Задача 1 =
Почему, судя по интервью с режиссером Мариной Брусникиной, ее маме было очень трудно поверить? Ответьте в одном–трех предложениях.
Задача 2 =
Выведите фрагмент интервью от «Бог как отец…» до «Через логику?».
Задача 3 =
Изложите суть интервью в двух предложениях.
**** Источник
Ну, у меня есть длинный список, где можно перечислять все мои статусы, и есть, наверное, короткий ответ. Но все-таки я всегда стремилась — и это какая-то была установка такая моя, она, собственно, так и остается — не зацикливаться на чем-то одном, и даже всегда сталкивалась очень часто с мнением окружающих, что зачем ты разбрасываешься? И я как бы интуитивно всегда понимала, что я — не что-то одно, и мне всегда было интересно и работать, во-первых, одновременно всегда в трех минимум местах и разными вещами заниматься. Но если ответить коротко, то, конечно, сегодня, на сегодняшний момент я отвечу: режиссер Марина Брусникина — всё.
ВЕРА
Первая тема — «Вера». А кто для вас Бог?
У меня в этом году ушла мама. И мама человек совершенно невероятный была. Я помню как-то с ней… она пришла к вере очень поздно, хотя жила, ну понятно, советская семья, журналисты родители, международники, как бы мы так воспитывались, все понятно. И мама, как человек, который жила абсолютно, просто не знаю, как она так умудрялась жить, всех любя, никого не обижая, никого не осуждая и все делая для людей, и при этом я помню, как мы с ней шли в деревне по дороге, и она говорила: «Понимаешь, мне очень трудно поверить, потому что я не представляю себе, мне нужно представлять конкретно, мы так воспитаны, что нужно представлять конкретно, я не представляю себе конкретно вот это Слово, что это». Мы тогда с ней на эту тему очень много разговаривали. И я, конечно, конкретно себе не могу ответить на этот вопрос, для меня это нечто, некая сила, я абсолютно убеждена, что она есть, вот так скажу.
А вот очень часто говорят и, собственно, это и евангельский такой образ: Бог как отец, вот у вас есть вот это ощущение?
Бог как отец… у меня есть ощущение этой энергии, которая очень способна, как ни странно, принимать тебя и прощать, вот это есть.
А вопросы к Богу у вас есть?
Мне кажется, как у многих, конечно, как у многих и очень много. Но я в какой-то момент поняла, что, если ты включаешь логику, хотя, собственно, к вере я пришла только через логику…
Через логику?
********
**** Предоставленные записи
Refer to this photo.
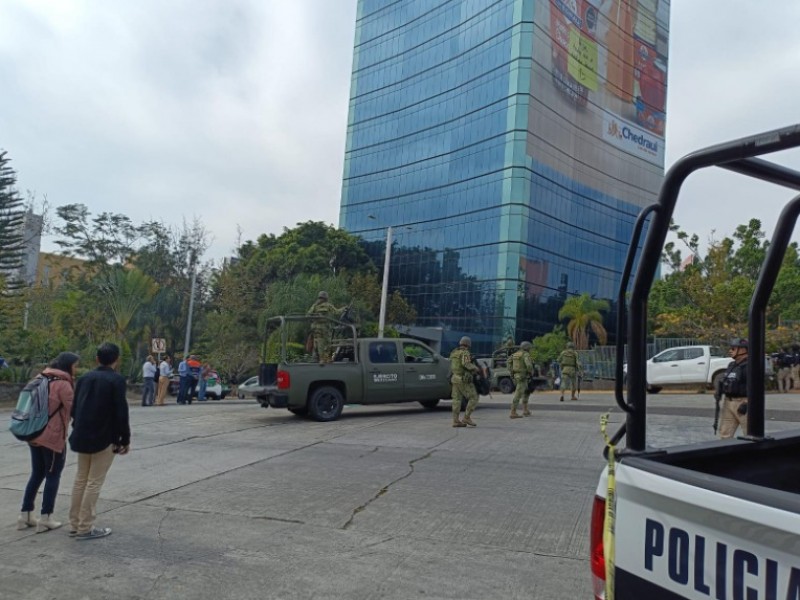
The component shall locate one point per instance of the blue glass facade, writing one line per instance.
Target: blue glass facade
(454, 143)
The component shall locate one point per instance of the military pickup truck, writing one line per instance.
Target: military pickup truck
(362, 371)
(720, 518)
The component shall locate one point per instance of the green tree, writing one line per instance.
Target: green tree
(12, 218)
(583, 315)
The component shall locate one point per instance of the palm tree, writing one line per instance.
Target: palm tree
(583, 313)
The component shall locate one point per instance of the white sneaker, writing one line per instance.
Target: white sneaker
(94, 533)
(25, 520)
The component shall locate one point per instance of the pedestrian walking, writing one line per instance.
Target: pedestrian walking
(194, 372)
(205, 373)
(463, 382)
(49, 449)
(569, 365)
(522, 371)
(149, 371)
(185, 381)
(164, 373)
(100, 430)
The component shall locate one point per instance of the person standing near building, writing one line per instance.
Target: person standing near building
********
Ответ 1 =
Мама не могла конкретно представить себе Слово. При этом она была воспитана так, что ей нужно было представлять все конкретно.

Ответ 2 =
Бог как отец… у меня есть ощущение этой энергии, которая очень способна, как ни странно, принимать тебя и прощать, вот это есть.
А вопросы к Богу у вас есть?
Мне кажется, как у многих, конечно, как у многих и очень много. Но я в какой-то момент поняла, что, если ты включаешь логику, хотя, собственно, к вере я пришла только через логику…
Через логику?

Ответ 3 =
Режиссер Марина Брусникина говорит, что всегда стремилась не зацикливаться на чем-то одном, но если ответить коротко, то сегодня она режиссер. О вере она рассказывает, что ее мама пришла к вере очень поздно, а сама она считает Бога некой силой, в существовании которой абсолютно убеждена, и ощущает энергию, способную принимать и прощать.